# start of Dataset records

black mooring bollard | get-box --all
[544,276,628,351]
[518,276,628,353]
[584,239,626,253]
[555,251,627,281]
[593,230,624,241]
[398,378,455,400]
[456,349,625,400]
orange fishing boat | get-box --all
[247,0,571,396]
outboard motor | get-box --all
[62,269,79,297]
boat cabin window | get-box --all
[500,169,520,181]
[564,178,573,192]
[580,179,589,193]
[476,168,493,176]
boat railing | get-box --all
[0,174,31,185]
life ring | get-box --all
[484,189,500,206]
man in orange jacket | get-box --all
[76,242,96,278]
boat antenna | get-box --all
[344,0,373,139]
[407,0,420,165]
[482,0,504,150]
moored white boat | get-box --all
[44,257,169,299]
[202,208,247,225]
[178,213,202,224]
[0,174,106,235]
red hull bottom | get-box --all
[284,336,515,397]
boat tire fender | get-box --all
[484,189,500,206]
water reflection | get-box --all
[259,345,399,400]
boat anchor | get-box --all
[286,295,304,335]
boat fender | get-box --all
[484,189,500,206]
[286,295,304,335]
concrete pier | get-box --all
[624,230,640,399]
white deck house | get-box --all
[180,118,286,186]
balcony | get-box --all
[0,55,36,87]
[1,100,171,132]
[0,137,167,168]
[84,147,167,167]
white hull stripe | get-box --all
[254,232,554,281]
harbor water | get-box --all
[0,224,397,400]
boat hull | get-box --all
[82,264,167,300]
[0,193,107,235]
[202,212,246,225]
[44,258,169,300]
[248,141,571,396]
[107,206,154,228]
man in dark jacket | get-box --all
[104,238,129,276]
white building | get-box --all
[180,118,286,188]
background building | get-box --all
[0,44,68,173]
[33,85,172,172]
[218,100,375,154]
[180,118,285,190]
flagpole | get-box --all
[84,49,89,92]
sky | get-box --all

# end of Dataset records

Reproduce the stretch of items above from the line containing "concrete pier | get-box --all" through the line containing "[0,224,397,400]", keeping every line, and shift each bounding-box coordinate in the answers up by 30.

concrete pier | get-box --all
[654,260,670,429]
white deck house | get-box --all
[210,148,316,216]
balcony | get-box --all
[30,85,66,117]
[31,130,201,162]
[30,167,197,198]
[114,177,197,197]
white hull stripe | get-box --all
[284,262,584,311]
harbor water | get-box --all
[30,254,427,430]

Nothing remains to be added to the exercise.